EXERCISE INSTRUCTIONS ▸
Please answer these questions about the interview excerpt below, one line each:
(a) What words are printed on the mug the poet drinks coffee from?
(b) Which two languages does the poet mention learning?
(c) What does the poet usually open poems with?

SELECTED EXCERPT ▸
He leads me downstairs, into a sunroom lined with windows, and gives me first dibs on where I want to sit. I select the old loveseat built out of bamboo. He’s drinking his coffee from a mug that says, “7 days without a pun makes one weak.” Glancing around the room, I notice the unremarkable furniture, the shelf lined with plants and I recall the child's box set of Beatrix Potter in the other room—it all strikes me as incredibly unassuming. The question that comes to mind could seem insulting, but I choose to ask it anyway.
"You don't seem to take yourself too seriously."
"Well, I guess going to a lot of poetry readings over the years, listening to other poets, I find myself thinking ‘you don't have to be that severe, dude.’" We laugh. "So, yes, I usually open my poems with a joke and then, at some point, you know, I get a little more serious, and the irony falls away. If you were raised in this home as I was, irony was a requirement. And puns were also required. How did Naomi Shihab Nye put it? 'Answer, if you hear the words under the words...' That is very similar to what I have said endlessly to my students, which is, pay attention to the words within the words."
"Maybe you could help me understand what you mean by that."
"I've noticed that the poems I love most are poems that I can keep reading and opening because, during a given reading, I will have seen a primary sense of the word, but then see how the secondary, tertiary senses also figure into it. This is mostly why I started learning Greek and why I'm trying to learn a little Latin. It's because—as you must know— the English language is the best language for poetry. It's a museum for almost all the other languages. And so the etymological hauntings within an English word—of its Greek or Latin roots—may not be so overt, but they're present. If you're attentive to those ghosts, the poem keeps opening for you. It's never the same poem with each reading. I want to make poems like that, poems that keep opening."
We should be cognizant that writing poems isn't about saying what you think you know; it's really about constructing a scene of meaning-making—a field into which a reader can enter and make meaning with the poet. There really ought to be some ambiguity implicated in every line, I think."

DATA LINES ▸

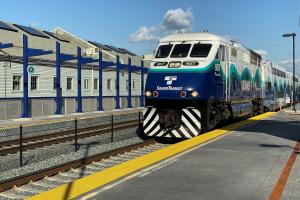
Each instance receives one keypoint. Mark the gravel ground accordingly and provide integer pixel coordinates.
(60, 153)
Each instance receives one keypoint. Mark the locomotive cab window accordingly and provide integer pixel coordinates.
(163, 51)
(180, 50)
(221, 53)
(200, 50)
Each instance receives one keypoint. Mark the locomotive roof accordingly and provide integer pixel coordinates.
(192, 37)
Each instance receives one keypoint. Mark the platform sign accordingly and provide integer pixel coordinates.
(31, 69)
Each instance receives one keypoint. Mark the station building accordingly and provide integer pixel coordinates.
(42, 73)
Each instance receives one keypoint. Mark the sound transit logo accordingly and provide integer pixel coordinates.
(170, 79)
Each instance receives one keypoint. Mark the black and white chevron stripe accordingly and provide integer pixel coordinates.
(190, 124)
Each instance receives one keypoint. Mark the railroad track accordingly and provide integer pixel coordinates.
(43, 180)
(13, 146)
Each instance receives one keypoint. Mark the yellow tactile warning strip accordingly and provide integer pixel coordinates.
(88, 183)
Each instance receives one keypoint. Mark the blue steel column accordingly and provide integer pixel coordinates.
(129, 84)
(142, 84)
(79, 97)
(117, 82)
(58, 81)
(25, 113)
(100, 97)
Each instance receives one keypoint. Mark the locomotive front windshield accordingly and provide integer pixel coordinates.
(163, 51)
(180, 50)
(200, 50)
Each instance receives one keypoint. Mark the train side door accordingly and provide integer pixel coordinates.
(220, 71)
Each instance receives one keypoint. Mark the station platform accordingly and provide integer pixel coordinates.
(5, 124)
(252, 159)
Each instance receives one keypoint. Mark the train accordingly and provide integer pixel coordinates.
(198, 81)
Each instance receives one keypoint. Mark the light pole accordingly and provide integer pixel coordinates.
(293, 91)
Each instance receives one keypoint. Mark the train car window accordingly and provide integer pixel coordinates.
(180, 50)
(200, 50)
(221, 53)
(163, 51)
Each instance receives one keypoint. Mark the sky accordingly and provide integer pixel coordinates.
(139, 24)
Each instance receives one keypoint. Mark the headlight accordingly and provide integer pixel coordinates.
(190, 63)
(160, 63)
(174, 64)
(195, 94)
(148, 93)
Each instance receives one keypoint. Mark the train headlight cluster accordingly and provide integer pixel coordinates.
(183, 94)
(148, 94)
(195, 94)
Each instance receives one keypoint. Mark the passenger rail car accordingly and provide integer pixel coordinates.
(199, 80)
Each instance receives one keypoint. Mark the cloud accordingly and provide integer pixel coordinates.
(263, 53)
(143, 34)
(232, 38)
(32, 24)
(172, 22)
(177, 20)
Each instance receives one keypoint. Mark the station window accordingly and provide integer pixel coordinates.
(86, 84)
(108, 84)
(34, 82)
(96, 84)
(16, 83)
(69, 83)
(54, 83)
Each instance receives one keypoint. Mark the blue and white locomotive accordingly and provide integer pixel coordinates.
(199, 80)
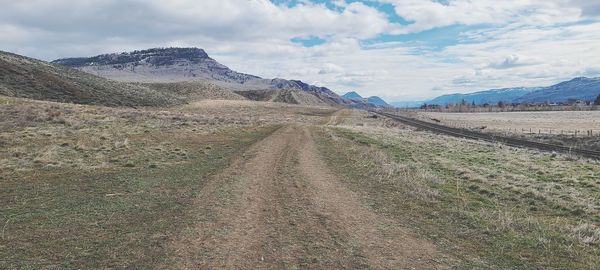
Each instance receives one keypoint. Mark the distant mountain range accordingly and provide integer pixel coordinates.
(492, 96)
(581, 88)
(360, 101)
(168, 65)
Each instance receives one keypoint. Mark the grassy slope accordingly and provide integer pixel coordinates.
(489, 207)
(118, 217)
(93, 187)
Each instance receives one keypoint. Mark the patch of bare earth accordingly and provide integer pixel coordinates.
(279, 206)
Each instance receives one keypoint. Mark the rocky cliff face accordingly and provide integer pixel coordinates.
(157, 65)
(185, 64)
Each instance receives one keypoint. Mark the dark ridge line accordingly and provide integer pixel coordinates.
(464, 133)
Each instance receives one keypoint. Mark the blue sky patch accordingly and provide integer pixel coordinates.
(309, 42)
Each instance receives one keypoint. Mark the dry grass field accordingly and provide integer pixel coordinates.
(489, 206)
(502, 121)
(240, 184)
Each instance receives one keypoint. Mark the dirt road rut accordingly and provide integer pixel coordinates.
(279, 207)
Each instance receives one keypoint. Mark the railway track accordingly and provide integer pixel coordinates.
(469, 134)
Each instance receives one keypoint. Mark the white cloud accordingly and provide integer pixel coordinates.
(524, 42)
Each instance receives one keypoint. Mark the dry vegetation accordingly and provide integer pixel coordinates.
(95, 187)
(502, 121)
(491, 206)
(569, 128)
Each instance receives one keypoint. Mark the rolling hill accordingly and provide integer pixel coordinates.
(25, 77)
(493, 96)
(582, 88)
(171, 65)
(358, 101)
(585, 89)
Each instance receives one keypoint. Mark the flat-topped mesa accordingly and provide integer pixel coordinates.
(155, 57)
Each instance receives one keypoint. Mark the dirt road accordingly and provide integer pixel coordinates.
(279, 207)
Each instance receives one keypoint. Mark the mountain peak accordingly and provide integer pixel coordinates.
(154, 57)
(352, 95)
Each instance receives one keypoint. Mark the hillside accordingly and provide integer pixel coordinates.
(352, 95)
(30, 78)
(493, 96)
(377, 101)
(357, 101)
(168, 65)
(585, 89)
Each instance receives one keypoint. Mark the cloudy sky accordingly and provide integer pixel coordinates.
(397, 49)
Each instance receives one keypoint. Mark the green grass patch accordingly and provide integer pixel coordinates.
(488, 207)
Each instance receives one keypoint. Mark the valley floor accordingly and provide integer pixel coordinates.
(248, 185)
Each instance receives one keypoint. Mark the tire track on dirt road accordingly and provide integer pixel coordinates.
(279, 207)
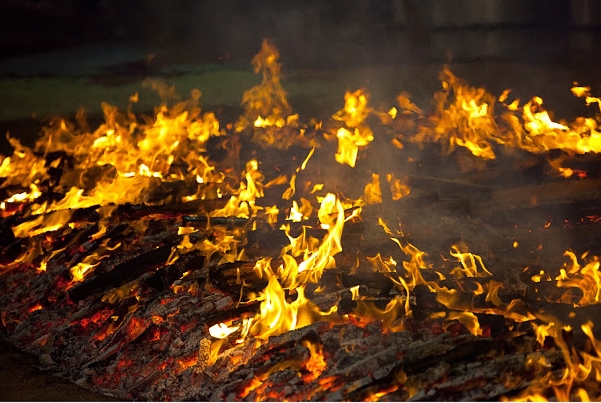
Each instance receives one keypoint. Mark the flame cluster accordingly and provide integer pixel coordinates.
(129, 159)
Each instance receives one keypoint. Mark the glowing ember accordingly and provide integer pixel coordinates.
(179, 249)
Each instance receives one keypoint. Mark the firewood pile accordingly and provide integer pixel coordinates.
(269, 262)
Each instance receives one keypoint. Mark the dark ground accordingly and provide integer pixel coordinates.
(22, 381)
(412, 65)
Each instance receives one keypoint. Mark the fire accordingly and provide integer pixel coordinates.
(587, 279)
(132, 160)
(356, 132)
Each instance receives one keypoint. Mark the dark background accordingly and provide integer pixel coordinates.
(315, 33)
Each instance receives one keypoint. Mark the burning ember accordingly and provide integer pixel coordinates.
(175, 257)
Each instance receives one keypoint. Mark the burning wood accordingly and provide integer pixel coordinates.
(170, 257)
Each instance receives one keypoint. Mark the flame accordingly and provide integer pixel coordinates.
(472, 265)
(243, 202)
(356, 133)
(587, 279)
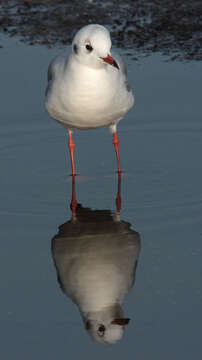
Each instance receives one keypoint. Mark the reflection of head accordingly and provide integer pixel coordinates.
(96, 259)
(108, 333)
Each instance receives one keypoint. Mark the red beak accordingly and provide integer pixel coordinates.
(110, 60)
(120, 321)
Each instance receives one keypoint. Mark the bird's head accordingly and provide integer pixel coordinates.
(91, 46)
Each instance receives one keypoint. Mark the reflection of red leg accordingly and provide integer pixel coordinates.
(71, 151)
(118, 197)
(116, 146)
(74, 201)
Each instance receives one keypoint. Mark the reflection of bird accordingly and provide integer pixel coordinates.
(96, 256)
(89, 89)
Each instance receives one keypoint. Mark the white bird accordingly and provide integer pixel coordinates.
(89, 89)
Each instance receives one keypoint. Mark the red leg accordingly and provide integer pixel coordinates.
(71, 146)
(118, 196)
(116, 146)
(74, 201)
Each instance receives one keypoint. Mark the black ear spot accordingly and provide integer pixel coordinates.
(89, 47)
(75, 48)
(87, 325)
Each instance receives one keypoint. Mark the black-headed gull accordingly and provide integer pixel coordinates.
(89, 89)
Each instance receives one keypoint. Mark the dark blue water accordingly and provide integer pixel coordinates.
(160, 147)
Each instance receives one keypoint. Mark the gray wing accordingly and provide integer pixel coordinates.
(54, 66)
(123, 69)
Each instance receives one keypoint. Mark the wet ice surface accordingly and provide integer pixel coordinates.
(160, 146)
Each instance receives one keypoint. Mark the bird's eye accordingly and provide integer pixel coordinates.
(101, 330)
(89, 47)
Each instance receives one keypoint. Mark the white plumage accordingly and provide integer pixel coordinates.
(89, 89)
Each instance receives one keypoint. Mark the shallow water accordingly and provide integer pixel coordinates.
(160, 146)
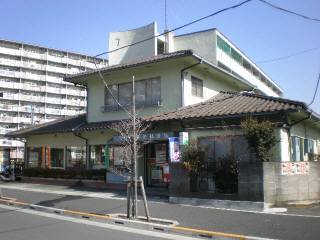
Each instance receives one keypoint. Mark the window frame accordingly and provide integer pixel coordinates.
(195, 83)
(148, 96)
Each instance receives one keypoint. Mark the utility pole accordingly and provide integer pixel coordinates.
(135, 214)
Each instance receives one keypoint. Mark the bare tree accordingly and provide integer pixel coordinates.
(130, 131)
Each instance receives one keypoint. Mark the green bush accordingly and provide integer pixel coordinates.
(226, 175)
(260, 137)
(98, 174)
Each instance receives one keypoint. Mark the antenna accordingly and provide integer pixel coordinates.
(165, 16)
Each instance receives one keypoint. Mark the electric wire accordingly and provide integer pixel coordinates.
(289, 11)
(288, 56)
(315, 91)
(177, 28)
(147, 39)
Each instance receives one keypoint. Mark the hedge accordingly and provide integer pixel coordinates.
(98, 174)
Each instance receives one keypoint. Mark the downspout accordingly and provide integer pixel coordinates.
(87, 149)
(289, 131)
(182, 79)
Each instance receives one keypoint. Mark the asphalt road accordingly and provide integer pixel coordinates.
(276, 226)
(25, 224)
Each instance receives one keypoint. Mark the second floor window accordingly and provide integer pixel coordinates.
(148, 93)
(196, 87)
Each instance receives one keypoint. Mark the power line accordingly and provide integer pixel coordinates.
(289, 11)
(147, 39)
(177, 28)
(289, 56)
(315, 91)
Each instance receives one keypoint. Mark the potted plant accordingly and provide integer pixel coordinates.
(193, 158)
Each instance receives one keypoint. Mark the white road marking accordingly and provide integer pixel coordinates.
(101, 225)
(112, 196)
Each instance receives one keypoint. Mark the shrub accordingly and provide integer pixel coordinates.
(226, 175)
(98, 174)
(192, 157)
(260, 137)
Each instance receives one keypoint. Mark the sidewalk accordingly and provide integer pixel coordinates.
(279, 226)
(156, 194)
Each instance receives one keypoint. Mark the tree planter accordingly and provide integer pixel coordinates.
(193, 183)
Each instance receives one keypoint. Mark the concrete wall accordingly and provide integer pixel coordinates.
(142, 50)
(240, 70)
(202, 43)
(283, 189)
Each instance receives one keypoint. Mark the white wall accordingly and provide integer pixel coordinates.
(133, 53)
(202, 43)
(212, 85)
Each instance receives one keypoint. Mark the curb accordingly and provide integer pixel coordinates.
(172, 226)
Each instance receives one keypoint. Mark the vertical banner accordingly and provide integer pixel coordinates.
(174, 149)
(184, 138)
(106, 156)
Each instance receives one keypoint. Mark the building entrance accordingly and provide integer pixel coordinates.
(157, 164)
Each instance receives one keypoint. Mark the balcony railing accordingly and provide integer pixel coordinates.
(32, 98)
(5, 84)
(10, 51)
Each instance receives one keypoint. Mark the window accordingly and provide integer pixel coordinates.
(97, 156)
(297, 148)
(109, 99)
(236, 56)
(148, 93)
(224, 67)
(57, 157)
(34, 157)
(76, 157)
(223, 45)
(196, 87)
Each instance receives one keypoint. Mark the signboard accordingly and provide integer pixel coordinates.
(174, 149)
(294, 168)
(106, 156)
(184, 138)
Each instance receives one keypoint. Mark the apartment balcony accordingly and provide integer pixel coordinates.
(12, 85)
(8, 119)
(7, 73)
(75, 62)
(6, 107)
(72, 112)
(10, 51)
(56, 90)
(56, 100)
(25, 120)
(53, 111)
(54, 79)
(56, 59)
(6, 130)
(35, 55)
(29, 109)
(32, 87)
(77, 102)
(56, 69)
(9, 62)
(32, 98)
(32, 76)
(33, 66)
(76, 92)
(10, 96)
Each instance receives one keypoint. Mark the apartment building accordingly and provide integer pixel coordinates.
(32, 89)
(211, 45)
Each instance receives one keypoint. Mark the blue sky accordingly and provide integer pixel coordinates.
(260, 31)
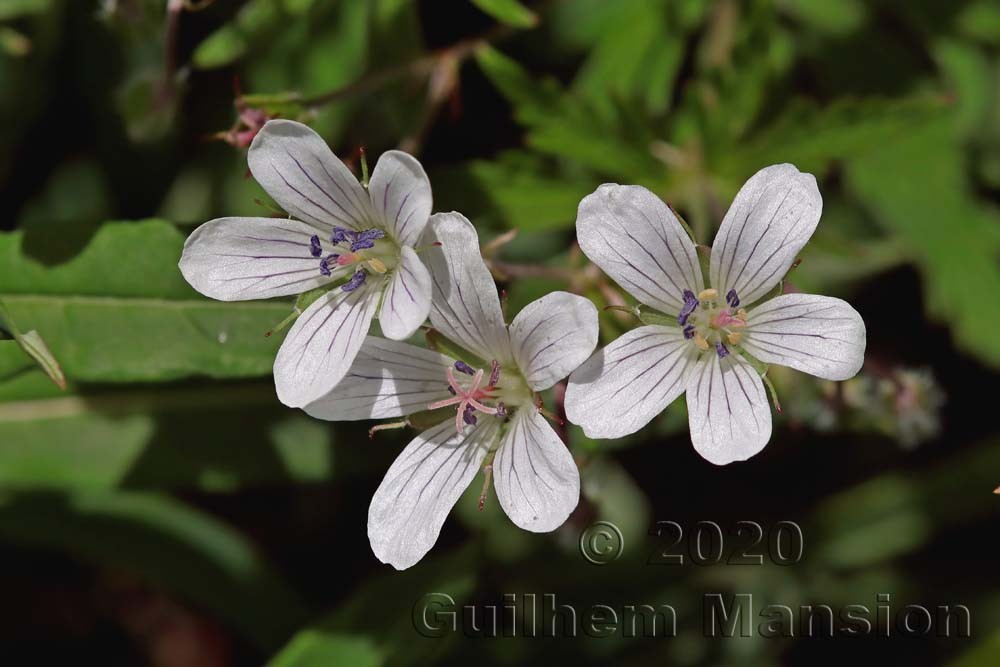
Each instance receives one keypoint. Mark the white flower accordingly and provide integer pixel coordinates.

ANSWER ▸
(a) "7 days without a pun makes one weak."
(b) Greek and Latin.
(c) A joke.